Belge Metni:
<<<<

Fısıltı HABERLERİ
HV
24 NİSAN Çarşamba 05:56

İNSAN KENDİNİN TERZİSİ OLABİLİR Mİ?

 SELMA YÜCEL ( YAZAR )
SELMA YÜCEL ( YAZAR )
Giriş Tarihi : 26-12-2022 12:37

İNSAN KENDİNİN TERZİSİ OLABİLİR Mİ?

O, ilkokulu bitirince babası elinden tutmuş ve çevrenin en meşhur terzisi olan arkadaşının yanına işe vermişti. Meslek öğrenmesi için arkadaşına emanet etmişti.

Eti senin kemiği benim, der gibi…

Usta emanetine sahip çıkmış, nakış işler gibi ilmek ilmek işlemişti tüm bilgisiyle, gücüyle yani alim haliyle o emanetini.
Tıpkı kumaşa can verir gibi…
Çırak; ustasının gözünün içine bakmış yıllarca, onun gibi olmaya can atmıştı bu ham haliyle. 

Ustaya teslim olan bir kumaş gibi…

Babasının elinden tutup girdiği bu kapıdan, ustasından el alıncaya kadar her seferinde bir arpa boyu yol alarak ilerlemişti. Tarihi insanlık tarihi kadar eski olan bu meslekte ustadan el almak ayrı bir mertebeydi. Peygamber sanatıydı sonuçta bugüne değin öyle gelmişti. 

Nesilden nesile geçen miras gibi…

Her ne hikmetse bu sanatı hakkıyla yerine getirebilmek için evrenle bütünleşmek gerekiyordu. 
Ayrıca bu sadece bir usta olmanın yolculuğu değil, kendini de bulmanın yolculuğuydu... 
Bu yolu tamamlamış ustasında bir şey vardı, kendinin de bulmak istediği bir şey. 

Ol’ mak ya da Ol’ mayı bulmak… 
Hangisiydi?

Terzilik insanları giydirerek sadece soğuk ve sıcaktan korumak değildi galiba. Bu işin başka bir amacı, sırrı olmalıydı.
Gözlemliyordu dikkatlice ustasını. Adım adım takip ediyordu. Bir aferin alabilmek için canla başla çalışıyordu ancak olmuyordu bir türlü. Kumaş aynı kumaş, niye olmuyordu? 

Çırak sadece ustasında aradı kerameti.

>>>>

Veri Bölümü:
<<<<

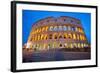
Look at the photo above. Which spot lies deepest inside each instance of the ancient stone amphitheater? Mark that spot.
(54, 33)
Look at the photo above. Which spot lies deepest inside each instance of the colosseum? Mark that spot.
(62, 33)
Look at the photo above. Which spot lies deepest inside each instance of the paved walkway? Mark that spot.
(55, 56)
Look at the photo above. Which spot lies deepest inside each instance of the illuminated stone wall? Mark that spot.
(57, 33)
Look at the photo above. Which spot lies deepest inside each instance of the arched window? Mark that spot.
(69, 28)
(81, 37)
(77, 36)
(74, 36)
(70, 36)
(51, 28)
(42, 36)
(73, 28)
(60, 28)
(46, 28)
(64, 28)
(55, 28)
(50, 36)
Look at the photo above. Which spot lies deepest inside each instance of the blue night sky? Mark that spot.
(29, 17)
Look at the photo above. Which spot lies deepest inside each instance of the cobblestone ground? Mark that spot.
(54, 56)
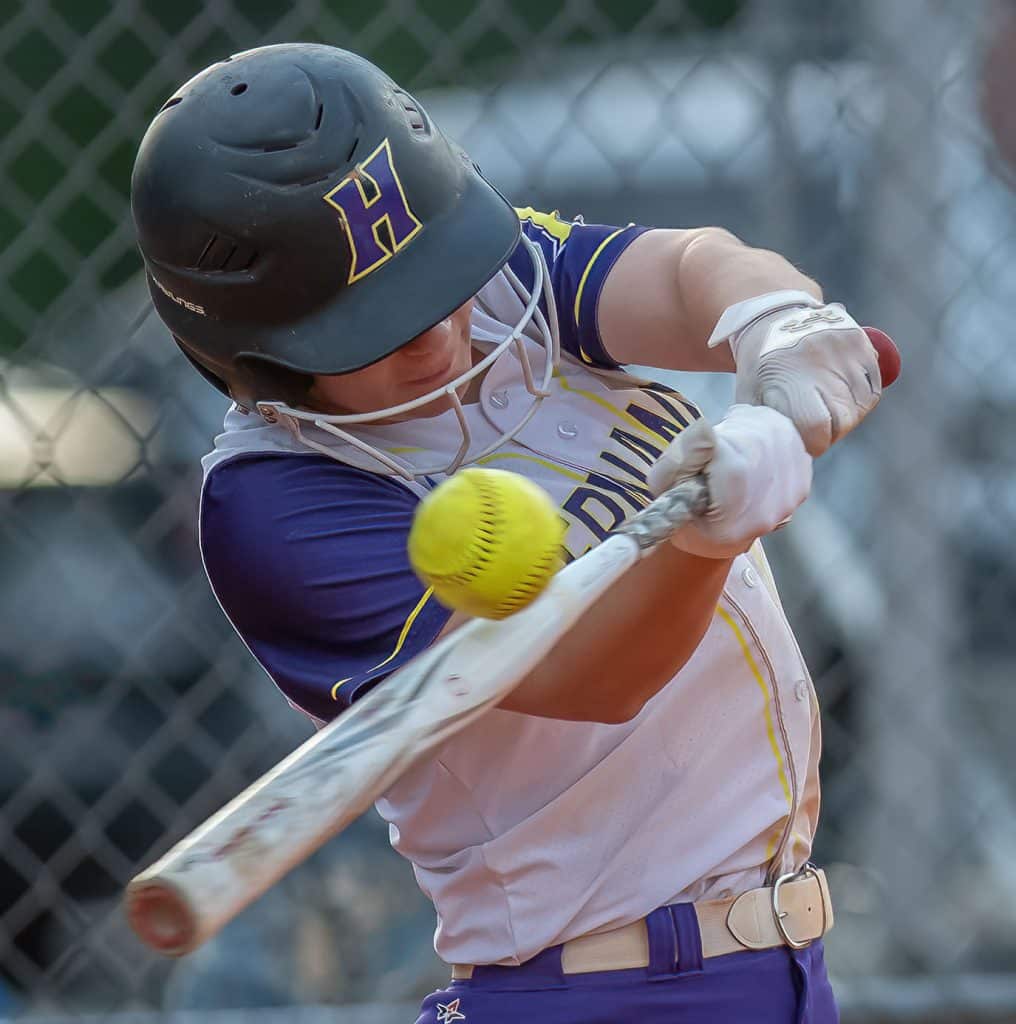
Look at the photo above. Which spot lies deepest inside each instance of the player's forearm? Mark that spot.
(667, 291)
(630, 643)
(716, 270)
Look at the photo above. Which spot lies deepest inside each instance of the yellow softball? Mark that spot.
(487, 541)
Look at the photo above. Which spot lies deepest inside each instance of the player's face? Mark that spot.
(429, 360)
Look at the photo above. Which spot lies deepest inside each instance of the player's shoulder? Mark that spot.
(251, 482)
(278, 505)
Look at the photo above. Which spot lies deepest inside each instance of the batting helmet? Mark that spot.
(300, 214)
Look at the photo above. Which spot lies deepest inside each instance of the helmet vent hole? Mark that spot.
(221, 253)
(414, 116)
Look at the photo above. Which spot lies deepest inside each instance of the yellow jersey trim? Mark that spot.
(769, 727)
(625, 418)
(589, 266)
(398, 644)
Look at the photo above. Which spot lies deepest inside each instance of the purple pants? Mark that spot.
(771, 986)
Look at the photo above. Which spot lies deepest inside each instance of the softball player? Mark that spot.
(627, 837)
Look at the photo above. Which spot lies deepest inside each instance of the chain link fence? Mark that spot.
(868, 140)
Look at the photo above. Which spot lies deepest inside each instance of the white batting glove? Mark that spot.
(757, 470)
(810, 361)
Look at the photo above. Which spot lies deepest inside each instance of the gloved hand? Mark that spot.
(815, 366)
(757, 470)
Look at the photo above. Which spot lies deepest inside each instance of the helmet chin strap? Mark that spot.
(387, 465)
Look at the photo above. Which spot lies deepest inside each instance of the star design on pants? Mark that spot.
(448, 1013)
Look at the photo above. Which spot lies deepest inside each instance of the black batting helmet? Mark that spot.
(299, 214)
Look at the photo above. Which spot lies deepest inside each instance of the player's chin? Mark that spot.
(439, 404)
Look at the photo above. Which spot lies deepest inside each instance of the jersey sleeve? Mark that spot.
(307, 558)
(580, 256)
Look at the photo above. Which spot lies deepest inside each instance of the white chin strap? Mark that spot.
(277, 412)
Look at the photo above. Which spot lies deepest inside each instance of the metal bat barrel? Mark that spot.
(205, 881)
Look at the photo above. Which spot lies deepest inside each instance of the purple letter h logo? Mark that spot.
(379, 223)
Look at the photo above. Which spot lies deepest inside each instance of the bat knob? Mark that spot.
(161, 918)
(888, 353)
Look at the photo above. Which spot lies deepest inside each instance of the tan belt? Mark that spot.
(793, 912)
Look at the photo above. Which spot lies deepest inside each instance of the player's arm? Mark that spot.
(662, 299)
(704, 300)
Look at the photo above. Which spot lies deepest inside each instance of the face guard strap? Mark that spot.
(277, 412)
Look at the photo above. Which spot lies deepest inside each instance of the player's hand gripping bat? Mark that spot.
(208, 878)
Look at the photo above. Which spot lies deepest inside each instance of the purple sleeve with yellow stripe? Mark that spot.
(307, 559)
(580, 256)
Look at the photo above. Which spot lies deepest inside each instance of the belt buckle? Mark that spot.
(777, 914)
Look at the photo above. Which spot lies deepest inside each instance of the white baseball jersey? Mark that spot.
(526, 832)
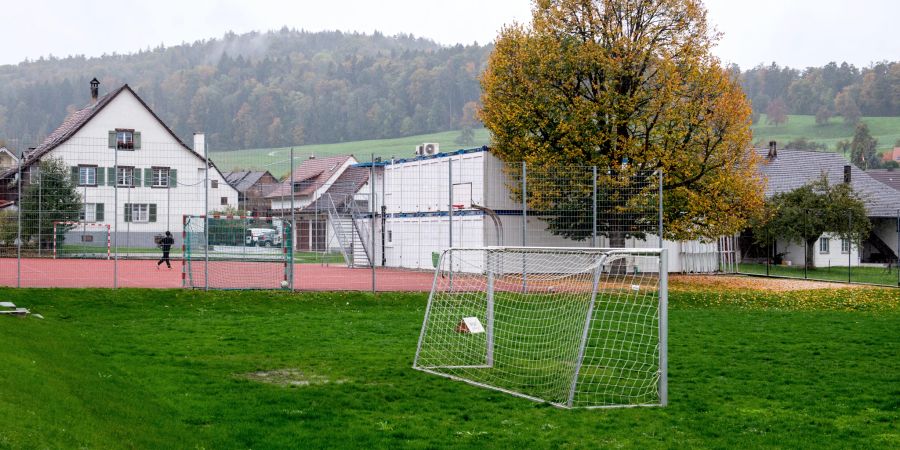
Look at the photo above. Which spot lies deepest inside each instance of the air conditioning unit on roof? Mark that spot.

>>>>

Yapılacak İş:
Terzilik konulu yazının "Ustaya teslim olan" sözlerinden "istediği bir şey." sözlerine kadar uzanan kısmını, iki ucu da dahil olmak üzere harfi harfine yazıya geçirin.

Yazılı Cevap:
Ustaya teslim olan bir kumaş gibi…

Babasının elinden tutup girdiği bu kapıdan, ustasından el alıncaya kadar her seferinde bir arpa boyu yol alarak ilerlemişti. Tarihi insanlık tarihi kadar eski olan bu meslekte ustadan el almak ayrı bir mertebeydi. Peygamber sanatıydı sonuçta bugüne değin öyle gelmişti. 

Nesilden nesile geçen miras gibi…

Her ne hikmetse bu sanatı hakkıyla yerine getirebilmek için evrenle bütünleşmek gerekiyordu. 
Ayrıca bu sadece bir usta olmanın yolculuğu değil, kendini de bulmanın yolculuğuydu... 
Bu yolu tamamlamış ustasında bir şey vardı, kendinin de bulmak istediği bir şey.